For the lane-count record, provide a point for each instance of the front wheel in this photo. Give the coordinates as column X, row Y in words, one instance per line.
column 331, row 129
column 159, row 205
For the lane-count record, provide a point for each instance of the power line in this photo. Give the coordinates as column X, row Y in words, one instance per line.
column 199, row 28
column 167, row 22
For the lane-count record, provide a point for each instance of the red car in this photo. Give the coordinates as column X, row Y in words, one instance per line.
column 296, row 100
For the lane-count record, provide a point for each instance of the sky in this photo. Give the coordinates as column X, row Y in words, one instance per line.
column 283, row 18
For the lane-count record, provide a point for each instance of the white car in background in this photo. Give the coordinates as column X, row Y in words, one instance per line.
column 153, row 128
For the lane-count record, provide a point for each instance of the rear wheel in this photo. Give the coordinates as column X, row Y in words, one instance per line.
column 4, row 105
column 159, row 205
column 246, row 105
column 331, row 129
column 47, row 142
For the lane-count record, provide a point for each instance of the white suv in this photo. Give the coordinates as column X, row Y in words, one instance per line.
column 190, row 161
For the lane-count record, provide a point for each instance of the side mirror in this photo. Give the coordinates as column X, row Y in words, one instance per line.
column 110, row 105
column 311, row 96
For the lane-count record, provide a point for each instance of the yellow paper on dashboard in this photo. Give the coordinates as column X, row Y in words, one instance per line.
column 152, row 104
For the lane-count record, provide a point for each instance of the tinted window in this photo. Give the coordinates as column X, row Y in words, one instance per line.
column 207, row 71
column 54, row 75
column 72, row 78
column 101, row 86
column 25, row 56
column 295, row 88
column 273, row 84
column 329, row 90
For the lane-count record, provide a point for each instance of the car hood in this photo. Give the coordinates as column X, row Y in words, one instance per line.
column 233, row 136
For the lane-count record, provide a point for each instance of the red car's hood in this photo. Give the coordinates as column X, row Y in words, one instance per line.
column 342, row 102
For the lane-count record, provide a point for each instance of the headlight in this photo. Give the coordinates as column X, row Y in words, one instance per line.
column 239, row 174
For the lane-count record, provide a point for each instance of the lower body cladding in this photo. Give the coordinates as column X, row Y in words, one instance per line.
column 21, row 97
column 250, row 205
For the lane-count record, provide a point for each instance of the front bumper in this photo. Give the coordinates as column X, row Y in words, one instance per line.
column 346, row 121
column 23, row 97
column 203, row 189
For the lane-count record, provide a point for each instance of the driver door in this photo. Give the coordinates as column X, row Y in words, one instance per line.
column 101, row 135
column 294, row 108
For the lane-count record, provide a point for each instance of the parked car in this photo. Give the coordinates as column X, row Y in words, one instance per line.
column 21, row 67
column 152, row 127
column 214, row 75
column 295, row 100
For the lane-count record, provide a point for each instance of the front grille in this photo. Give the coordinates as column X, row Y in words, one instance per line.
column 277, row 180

·····

Exercise details – Write out the records word for word, starting with the line that contains "the white car" and going on through the line that contains "column 152, row 104", both lines included.

Answer in full –
For the lane-count record, provide a point for each instance of the white car in background in this photo. Give the coordinates as column X, row Y in words, one instance per line.
column 153, row 128
For the lane-count record, provide a point for each instance of the rear wheel in this photo. Give the coordinates as column X, row Y in words, one instance per line.
column 4, row 105
column 159, row 205
column 246, row 105
column 331, row 129
column 47, row 142
For the lane-count record, provide a point for each instance of the white suv in this photo. Give the coordinates as column X, row Y in words, one instance per line.
column 190, row 161
For the lane-count record, provide a point for each instance of the side mirror in this photo. Give the coordinates as column X, row Y in words, one instance per line.
column 110, row 105
column 311, row 96
For the lane-count record, provide a point for each instance of the yellow paper on dashboard in this photo. Give the coordinates as column X, row Y in words, one instance per line.
column 152, row 104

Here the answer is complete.